[Collected data]
________________
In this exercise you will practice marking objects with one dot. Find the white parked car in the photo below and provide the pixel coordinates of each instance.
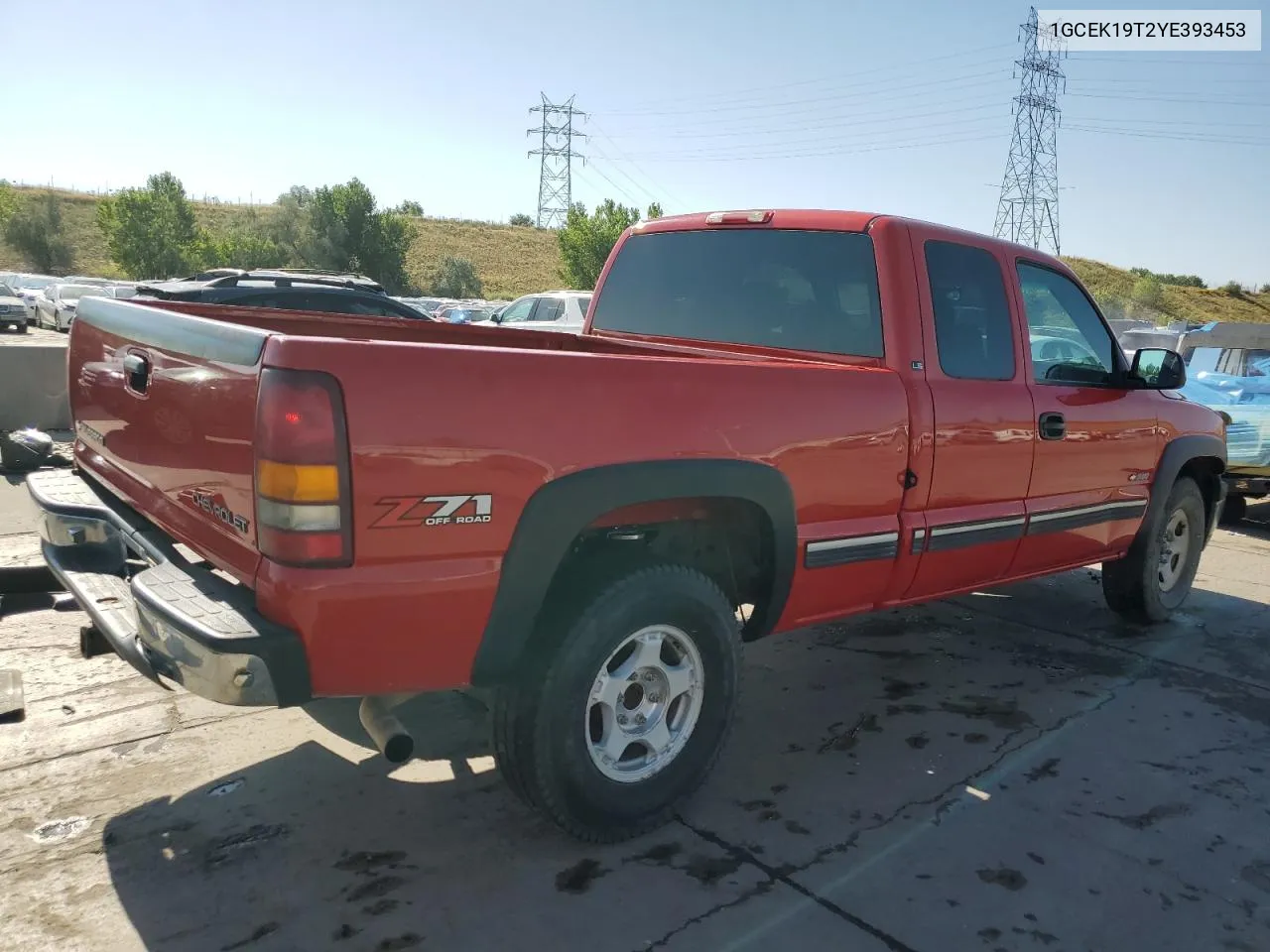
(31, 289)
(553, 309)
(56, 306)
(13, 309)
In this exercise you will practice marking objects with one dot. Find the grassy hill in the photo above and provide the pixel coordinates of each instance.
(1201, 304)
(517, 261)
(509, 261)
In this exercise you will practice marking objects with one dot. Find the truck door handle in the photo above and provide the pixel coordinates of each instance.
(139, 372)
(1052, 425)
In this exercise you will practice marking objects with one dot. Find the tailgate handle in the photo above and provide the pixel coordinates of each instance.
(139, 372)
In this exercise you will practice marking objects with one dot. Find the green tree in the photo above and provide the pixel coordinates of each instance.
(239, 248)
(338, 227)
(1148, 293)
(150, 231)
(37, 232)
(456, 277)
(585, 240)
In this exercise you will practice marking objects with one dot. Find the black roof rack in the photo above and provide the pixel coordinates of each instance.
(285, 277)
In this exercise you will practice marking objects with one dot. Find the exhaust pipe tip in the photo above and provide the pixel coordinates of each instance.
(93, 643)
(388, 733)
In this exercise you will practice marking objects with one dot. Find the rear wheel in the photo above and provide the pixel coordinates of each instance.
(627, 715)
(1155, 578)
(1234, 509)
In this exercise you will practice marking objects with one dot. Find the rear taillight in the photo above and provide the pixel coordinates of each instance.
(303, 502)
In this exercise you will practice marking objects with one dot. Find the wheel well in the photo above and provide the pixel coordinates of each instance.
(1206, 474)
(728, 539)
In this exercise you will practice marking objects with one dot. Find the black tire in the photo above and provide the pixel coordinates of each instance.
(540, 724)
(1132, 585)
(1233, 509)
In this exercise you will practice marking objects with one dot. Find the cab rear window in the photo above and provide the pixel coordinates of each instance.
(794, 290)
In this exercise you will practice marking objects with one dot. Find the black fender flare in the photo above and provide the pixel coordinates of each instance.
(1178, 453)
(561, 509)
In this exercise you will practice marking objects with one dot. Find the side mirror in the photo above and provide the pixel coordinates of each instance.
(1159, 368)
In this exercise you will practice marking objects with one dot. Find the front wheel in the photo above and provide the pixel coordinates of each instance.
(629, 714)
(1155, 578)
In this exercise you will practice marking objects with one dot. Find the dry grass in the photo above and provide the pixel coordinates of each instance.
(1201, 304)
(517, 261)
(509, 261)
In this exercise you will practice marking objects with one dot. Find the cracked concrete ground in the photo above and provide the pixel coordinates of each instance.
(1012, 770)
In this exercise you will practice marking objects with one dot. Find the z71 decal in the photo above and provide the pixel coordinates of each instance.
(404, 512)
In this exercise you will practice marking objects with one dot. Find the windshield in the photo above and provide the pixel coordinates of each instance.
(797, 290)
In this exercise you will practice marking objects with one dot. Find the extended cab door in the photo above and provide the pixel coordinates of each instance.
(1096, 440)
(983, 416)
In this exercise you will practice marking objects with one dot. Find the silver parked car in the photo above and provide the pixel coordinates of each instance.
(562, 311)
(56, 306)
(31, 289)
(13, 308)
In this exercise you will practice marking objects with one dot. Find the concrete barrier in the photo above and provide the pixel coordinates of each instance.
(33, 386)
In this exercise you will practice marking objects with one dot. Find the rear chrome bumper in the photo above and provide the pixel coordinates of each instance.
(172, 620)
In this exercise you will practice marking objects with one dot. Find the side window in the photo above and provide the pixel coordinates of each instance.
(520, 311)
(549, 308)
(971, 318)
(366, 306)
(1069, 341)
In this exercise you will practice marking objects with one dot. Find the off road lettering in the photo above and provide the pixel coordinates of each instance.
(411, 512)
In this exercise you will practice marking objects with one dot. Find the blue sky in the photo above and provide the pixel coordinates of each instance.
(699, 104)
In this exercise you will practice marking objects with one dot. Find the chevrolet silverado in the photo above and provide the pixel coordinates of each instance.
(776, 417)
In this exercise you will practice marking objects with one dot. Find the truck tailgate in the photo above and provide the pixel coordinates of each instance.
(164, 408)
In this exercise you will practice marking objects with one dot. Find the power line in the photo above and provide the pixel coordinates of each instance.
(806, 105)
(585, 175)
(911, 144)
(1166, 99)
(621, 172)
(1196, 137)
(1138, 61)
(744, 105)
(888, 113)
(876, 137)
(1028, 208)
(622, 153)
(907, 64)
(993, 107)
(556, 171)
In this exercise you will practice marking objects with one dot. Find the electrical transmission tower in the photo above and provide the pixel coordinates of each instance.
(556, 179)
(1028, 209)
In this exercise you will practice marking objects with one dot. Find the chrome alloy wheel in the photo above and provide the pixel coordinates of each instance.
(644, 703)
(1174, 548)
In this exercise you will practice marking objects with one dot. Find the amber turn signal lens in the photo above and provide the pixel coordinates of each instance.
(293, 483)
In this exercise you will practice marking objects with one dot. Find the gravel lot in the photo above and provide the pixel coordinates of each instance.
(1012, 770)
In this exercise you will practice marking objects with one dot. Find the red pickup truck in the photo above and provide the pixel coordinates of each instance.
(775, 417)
________________
Skip the pictures, then retype every line above exactly.

In this exercise you will practice marking objects with one dot. Find the white parked car in the photo below and provide the pixel coordinates of each instance.
(31, 289)
(553, 309)
(56, 306)
(13, 309)
In this exercise you will practice marking objects with one dot. Find the grassy hill in the photo above and provide the pixel coordinates of each instance.
(1201, 304)
(517, 261)
(509, 261)
In this exercise you will practice marking objects with one dot. Find the truck door handle in the photo above and provide the pixel coordinates of each instance.
(139, 372)
(1052, 425)
In this exercise you will practice marking objects with one dot. Find the tailgate handle in the photo above and provide the pixel coordinates of each instance.
(139, 372)
In this exercise you will practice marking objects with one dot. Find the green tree in the photo above and provide the pixel coordinates of each instance.
(239, 248)
(338, 227)
(1148, 293)
(150, 231)
(37, 232)
(456, 277)
(585, 240)
In this exercise you will practice marking objects with one dot. Find the black roof rack in the photo above and provide the pixel coordinates of each instance.
(285, 277)
In this exercise you will practice marking objects with one dot. Find the exhaust pipe tip in the photo above and provide the pixel coordinates of each instance.
(93, 643)
(388, 733)
In this exercise you will practice marking objects with one dot. Find the rear wheel in the photo above and provide the pixel coordinates of each instance.
(627, 715)
(1155, 578)
(1234, 509)
In this exercise you will practice marking objects with one dot. Find the rear taillight in the photo above and provide the pixel coordinates of each instance.
(303, 502)
In this exercise you will practice marking objects with one dot. Find the wheel well in the photo above and provide the pixel coordinates of each instance.
(1206, 474)
(728, 539)
In this exercise you will practice marking objects with one dot. Find the black tire in the photo above and provide the pixel coordinates of each instance.
(540, 724)
(1132, 585)
(1233, 509)
In this exercise you will practice marking objects with one dot. Find the cab rear window in the photo above and provide the pixel coordinates of each instance.
(794, 290)
In this exercise you will practice marking objects with one dot. Find the black fender flare in the photo above and provide the pixel coordinates of each instance.
(1178, 453)
(561, 509)
In this exercise you will practice marking objects with one dot. Find the side mirror in the photo above and provide the pixel coordinates of each instance.
(1159, 368)
In this exercise you will practice marking objects with one dot. Find the front wheel in the photo above and provide the pixel coordinates of each instance.
(629, 714)
(1155, 578)
In this exercise you will practice marking objects with one dot. Find the dry grass in the photo above and provide the pixel coordinates of each instance.
(1201, 304)
(517, 261)
(509, 261)
In this exercise you will practice marking objects with one dot. Find the cracked concrete ground in the photo above and provide the pixel coordinates of each instance.
(1012, 770)
In this exercise you will practice marking objects with one dot. Find the z71 decal in the photo above and provide the pixel coordinates of each instance.
(404, 512)
In this exercise you will practice marking objects with one dot. Find the windshield in the photo above and provide the pixel coordinates of each instance.
(797, 290)
In this exercise you will practice marking objects with one dot. Find the extended cab door in the photo above and provide the pixel coordinates of each instance.
(1096, 440)
(983, 416)
In this exercise you will practice marking objects with one dot. Find the silver parked car in the photo above and provide the pixel coordinates of each instance.
(562, 311)
(56, 306)
(31, 289)
(13, 308)
In this exercise you will practice marking objects with one dot. Find the concrete barrier in the photo above and provide the pixel coordinates of each instance.
(33, 386)
In this exercise you will practice marking objects with one dot. Find the rear chrome bumper in the photo above and provide the pixel coordinates of each instance.
(172, 620)
In this exercise you will practice marking objects with one dot. Find the side window in the photo above and provide the pixel coordinates of each instance.
(520, 311)
(549, 308)
(971, 318)
(366, 306)
(1069, 341)
In this exercise you will practice marking objects with one dot. Find the off road lettering in the photo above and provide the pixel coordinates of each instance.
(411, 512)
In this exercise you will practice marking objects with one dot. Find the blue sky in the photo above and provide the pixel coordinates of each instance.
(699, 104)
In this exercise you will practice marking objects with one dot. Find the chevrolet silverado in the photo above and provide the pixel coordinates of each instance.
(776, 417)
In this exercise you will practice marking objects with one dot. Find the truck tailgate in the photo above and provide the pixel coordinates of each instance.
(164, 408)
In this exercise you will practice marking objects with one dot. Find the power line in the photo above and provide the pixel coordinates of each instance.
(806, 105)
(585, 175)
(911, 144)
(1166, 99)
(621, 172)
(1196, 137)
(1138, 61)
(744, 105)
(888, 113)
(876, 137)
(1028, 208)
(622, 153)
(907, 64)
(993, 107)
(556, 171)
In this exercise you will practice marking objects with one dot. Find the electrical transmission tower in the photo above and provide the pixel coordinates of each instance.
(556, 179)
(1028, 209)
In this exercise you will practice marking objects with one dot. Find the chrome alloy wheel in the photo above and provide the pixel coordinates of each instance.
(644, 703)
(1174, 548)
In this exercise you will practice marking objects with one dot. Find the amber turn signal lens in the photo above and provide the pixel coordinates of each instance.
(293, 483)
In this exercise you will practice marking objects with one dot. Find the gravel lot in the photo above and provide the pixel coordinates of each instance.
(1012, 770)
In this exercise you will practice marking objects with one dot. Find the red pickup truck in the photo above and provide the pixel coordinates of each instance.
(775, 417)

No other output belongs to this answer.